• REQUEST
The lines to transcribe begin with the one containing "of the chestnut" and end with the last line below; reproduce them exactly, without the pictures.

• RAW RECORDS
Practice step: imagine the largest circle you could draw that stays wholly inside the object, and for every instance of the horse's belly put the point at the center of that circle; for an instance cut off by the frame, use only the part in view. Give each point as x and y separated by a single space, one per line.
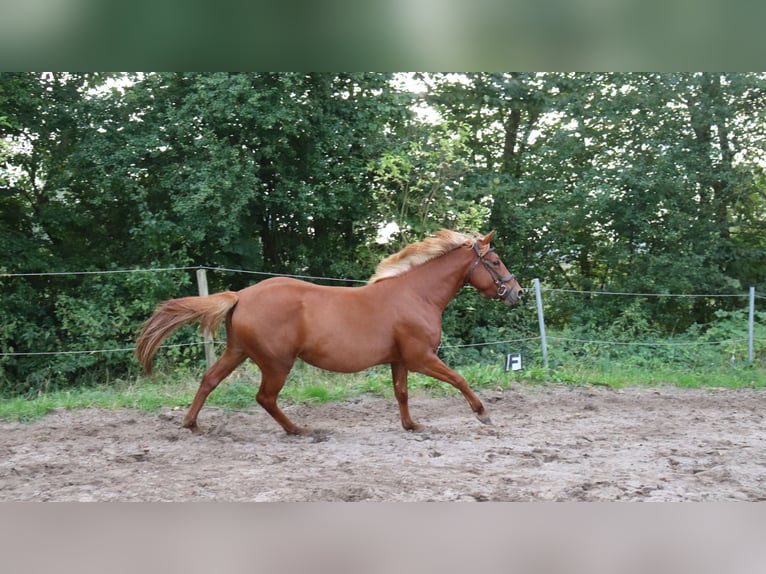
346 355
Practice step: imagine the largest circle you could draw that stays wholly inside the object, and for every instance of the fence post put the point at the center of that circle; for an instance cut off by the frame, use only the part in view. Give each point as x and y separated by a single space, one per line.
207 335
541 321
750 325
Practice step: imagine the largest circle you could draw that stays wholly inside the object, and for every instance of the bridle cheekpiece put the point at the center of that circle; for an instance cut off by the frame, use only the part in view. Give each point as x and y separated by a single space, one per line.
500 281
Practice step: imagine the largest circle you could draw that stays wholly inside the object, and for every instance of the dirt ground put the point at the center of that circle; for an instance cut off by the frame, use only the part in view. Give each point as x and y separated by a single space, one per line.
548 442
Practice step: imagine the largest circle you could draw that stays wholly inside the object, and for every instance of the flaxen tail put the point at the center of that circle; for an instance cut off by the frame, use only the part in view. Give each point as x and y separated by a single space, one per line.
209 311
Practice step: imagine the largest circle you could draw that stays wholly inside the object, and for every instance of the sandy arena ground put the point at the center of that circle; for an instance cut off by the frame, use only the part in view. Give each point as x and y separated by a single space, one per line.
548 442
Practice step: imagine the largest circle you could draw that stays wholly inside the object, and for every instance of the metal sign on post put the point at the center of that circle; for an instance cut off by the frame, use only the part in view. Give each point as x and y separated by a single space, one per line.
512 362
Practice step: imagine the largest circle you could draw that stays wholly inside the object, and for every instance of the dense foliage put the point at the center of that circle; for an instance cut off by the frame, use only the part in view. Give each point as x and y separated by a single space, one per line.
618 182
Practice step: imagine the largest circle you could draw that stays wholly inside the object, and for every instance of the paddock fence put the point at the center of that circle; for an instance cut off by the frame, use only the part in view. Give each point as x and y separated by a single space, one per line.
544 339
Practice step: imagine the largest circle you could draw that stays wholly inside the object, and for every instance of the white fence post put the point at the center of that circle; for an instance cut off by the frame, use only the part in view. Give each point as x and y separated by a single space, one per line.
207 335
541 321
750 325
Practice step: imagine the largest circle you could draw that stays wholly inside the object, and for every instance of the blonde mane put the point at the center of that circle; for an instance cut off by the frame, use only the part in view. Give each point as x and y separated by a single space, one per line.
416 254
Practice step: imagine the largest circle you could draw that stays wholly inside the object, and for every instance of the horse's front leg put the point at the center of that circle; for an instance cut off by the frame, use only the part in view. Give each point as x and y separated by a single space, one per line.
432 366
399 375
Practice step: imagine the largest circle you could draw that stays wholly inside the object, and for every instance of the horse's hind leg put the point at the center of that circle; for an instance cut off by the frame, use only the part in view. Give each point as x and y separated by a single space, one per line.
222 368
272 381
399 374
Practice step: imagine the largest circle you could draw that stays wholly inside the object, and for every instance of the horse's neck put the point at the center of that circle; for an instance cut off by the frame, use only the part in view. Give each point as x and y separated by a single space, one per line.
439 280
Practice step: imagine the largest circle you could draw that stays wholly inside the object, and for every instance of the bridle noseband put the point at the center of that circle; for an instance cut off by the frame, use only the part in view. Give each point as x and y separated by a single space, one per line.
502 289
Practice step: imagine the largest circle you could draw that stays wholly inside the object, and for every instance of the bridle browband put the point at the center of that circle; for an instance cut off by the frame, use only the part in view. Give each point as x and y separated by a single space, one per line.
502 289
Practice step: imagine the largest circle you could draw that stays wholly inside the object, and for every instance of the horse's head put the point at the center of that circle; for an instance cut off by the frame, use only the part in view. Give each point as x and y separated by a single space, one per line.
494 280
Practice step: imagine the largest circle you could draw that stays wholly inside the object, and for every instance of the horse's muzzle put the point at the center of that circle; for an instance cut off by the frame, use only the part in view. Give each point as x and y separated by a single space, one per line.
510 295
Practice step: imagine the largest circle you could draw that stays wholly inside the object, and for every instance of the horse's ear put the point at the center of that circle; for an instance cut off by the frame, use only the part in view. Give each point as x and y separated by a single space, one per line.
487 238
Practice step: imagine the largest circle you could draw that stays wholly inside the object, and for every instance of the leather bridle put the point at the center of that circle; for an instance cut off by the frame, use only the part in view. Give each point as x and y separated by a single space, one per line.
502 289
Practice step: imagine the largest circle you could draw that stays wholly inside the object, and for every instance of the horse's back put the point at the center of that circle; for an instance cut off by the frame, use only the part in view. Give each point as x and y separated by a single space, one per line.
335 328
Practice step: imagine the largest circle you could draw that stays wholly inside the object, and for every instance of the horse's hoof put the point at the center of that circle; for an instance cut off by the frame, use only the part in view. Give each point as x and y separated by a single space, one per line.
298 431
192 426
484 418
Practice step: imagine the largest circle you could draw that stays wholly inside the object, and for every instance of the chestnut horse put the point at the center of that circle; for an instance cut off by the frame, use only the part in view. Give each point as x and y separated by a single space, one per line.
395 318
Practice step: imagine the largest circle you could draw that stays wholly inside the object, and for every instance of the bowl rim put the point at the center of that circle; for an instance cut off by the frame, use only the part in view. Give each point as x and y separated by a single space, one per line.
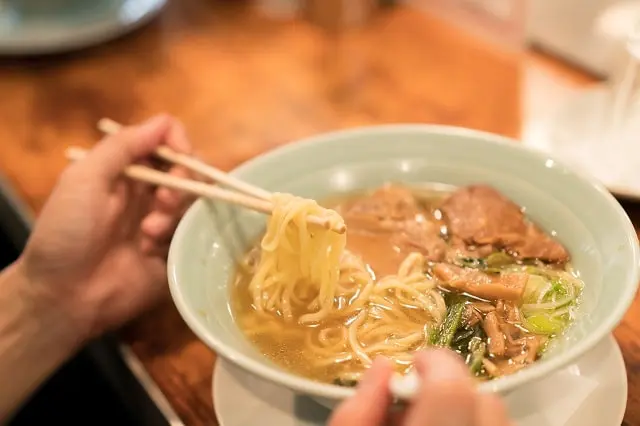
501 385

• CORRECT OUTPUT
Practice step: imagine the largest circle you could draw that stays wholly inside the object, and for every instance of the chestnut horse put the point at the center of that circle; for an instance cut off by the frame, use only the part in view. Give each point as x and y separated by a single space, one per line.
395 318
Practice step: imagine the largest circle you could draw that stays wholly inside the object, and for every instance of the bowl rim put the point at the center of that circle; for an instance cut off by the frame, use only the part in view. Give each point as x and y separated by a single space, one per line.
501 385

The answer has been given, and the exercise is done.